((
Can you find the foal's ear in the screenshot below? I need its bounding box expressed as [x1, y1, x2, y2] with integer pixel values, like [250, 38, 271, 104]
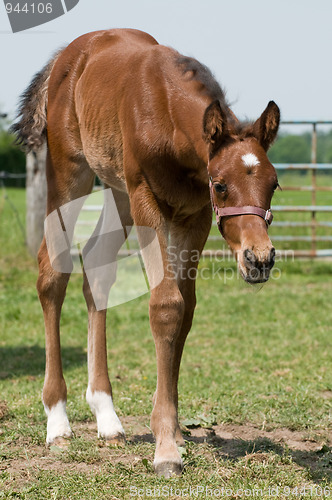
[253, 101, 280, 151]
[203, 100, 227, 150]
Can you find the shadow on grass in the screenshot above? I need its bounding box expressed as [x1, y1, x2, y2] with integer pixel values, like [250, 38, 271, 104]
[0, 345, 86, 380]
[131, 429, 332, 484]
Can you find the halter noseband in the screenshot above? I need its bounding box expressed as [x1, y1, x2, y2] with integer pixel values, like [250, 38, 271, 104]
[209, 177, 273, 235]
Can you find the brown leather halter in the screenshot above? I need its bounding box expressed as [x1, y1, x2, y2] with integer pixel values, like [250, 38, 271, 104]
[209, 177, 273, 236]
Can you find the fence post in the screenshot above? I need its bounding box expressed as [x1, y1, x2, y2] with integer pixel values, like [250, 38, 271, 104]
[26, 145, 47, 257]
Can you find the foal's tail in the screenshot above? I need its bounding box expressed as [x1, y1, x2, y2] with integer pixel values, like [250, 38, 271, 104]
[11, 50, 61, 152]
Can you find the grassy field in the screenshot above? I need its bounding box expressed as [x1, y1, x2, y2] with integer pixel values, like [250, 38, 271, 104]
[0, 190, 332, 499]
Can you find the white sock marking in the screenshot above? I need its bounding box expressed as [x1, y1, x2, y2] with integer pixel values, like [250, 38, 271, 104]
[44, 401, 72, 444]
[241, 153, 259, 167]
[86, 386, 125, 438]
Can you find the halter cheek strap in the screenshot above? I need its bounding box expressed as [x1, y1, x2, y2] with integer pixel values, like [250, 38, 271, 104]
[209, 178, 273, 234]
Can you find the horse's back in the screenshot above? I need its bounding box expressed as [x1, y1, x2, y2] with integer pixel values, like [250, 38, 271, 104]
[48, 29, 165, 188]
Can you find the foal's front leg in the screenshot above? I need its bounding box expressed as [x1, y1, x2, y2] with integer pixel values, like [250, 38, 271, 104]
[83, 189, 132, 444]
[150, 276, 184, 477]
[131, 185, 184, 477]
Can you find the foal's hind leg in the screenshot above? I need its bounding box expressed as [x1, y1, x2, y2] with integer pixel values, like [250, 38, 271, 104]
[37, 154, 94, 445]
[83, 189, 132, 444]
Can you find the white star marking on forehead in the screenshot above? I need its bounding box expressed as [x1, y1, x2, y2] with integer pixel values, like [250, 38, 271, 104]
[241, 153, 259, 167]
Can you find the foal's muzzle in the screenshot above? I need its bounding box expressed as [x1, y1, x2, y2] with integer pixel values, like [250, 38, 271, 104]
[243, 247, 276, 284]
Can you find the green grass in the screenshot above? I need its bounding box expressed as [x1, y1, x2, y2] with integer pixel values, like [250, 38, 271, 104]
[0, 190, 332, 499]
))
WHAT TO DO: Arrange every entry above as a JSON list of strings, one string per line, skipping blank lines. Leave the pictures out.

EXERCISE ANSWER:
[
  "Can you find the foal's ear in the screenshot below? I need its bounding box expressed as [x1, y1, x2, y2] with integer pixel values, like [250, 38, 271, 104]",
  "[253, 101, 280, 151]",
  "[203, 100, 227, 150]",
  "Can you find the shadow on grass in the screenshot above? I need its bounding box expressed as [x1, y1, x2, y2] with integer pixel values, like [250, 38, 271, 104]",
  "[0, 345, 86, 380]",
  "[131, 429, 332, 484]",
  "Can you find the halter noseband in the screenshot above? I need its bounding box expressed as [x1, y1, x2, y2] with integer pixel values, like [250, 38, 271, 104]",
  "[209, 177, 273, 235]",
  "Can you find the brown leather halter in the screenshot above? I need its bounding box expressed as [x1, y1, x2, y2] with integer pixel values, like [250, 38, 271, 104]",
  "[209, 177, 273, 236]",
  "Can you find the fence post in the screenshot above? I need its bounding box expressed as [x1, y1, x2, y2] with integer pixel values, like [250, 38, 271, 104]",
  "[26, 145, 47, 257]",
  "Can you find the foal's tail in the screenshot above? I need its bounding box expressed as [x1, y1, x2, y2] with integer pixel values, like [250, 38, 271, 104]",
  "[11, 50, 61, 152]",
  "Can you find the grassy field in the screenshot above? I need its bounding box expressed as [x1, y1, x2, y2] with integer pixel values, like [250, 38, 271, 104]",
  "[0, 190, 332, 499]",
  "Can you find the white sock marking in the screenshot above? I need its bounding box expressed as [x1, y1, x2, y2] with integer pixel values, like [250, 38, 271, 104]",
  "[44, 401, 72, 444]",
  "[241, 153, 259, 167]",
  "[86, 386, 125, 438]",
  "Can you find the halter cheek strap in the screenshot above? I need its bounding box expressed as [x1, y1, x2, y2] with integer pixel values, like [250, 38, 271, 104]",
  "[209, 178, 273, 234]",
  "Can you find the horse's back in the screenshot above? I need its bounding box expressed as [x1, y1, x2, y2] with integer pixel values, like [250, 38, 271, 104]",
  "[48, 29, 165, 188]",
  "Can you find the foal's front leg in the screenshot above? I need its bounding box expressed as [x1, y1, x2, y2] with integer pixel values, like [250, 38, 271, 104]",
  "[83, 189, 132, 444]",
  "[150, 276, 184, 477]",
  "[131, 185, 184, 477]",
  "Can you find the foal's hind leg in the screenshot above? I need its bounding box expressed as [x1, y1, x2, y2] with integer pixel values, like [250, 38, 271, 104]",
  "[37, 154, 94, 445]",
  "[83, 189, 132, 444]",
  "Can you find the white star marking on forehead in the screenshot above? I need its bounding box expressed as [x1, y1, x2, y2] with integer pixel values, like [250, 38, 271, 104]",
  "[241, 153, 259, 167]",
  "Can you find the foal's muzzle in the screenshot above? I need its bounding box expressed as [x1, y1, x2, y2] with integer pixel values, like [250, 38, 271, 104]",
  "[243, 247, 276, 284]",
  "Can you find the green grass in the screenshot above? I need its bounding box expressed as [x1, y1, x2, y2] with integer pixel values, like [250, 38, 271, 104]",
  "[0, 190, 332, 499]"
]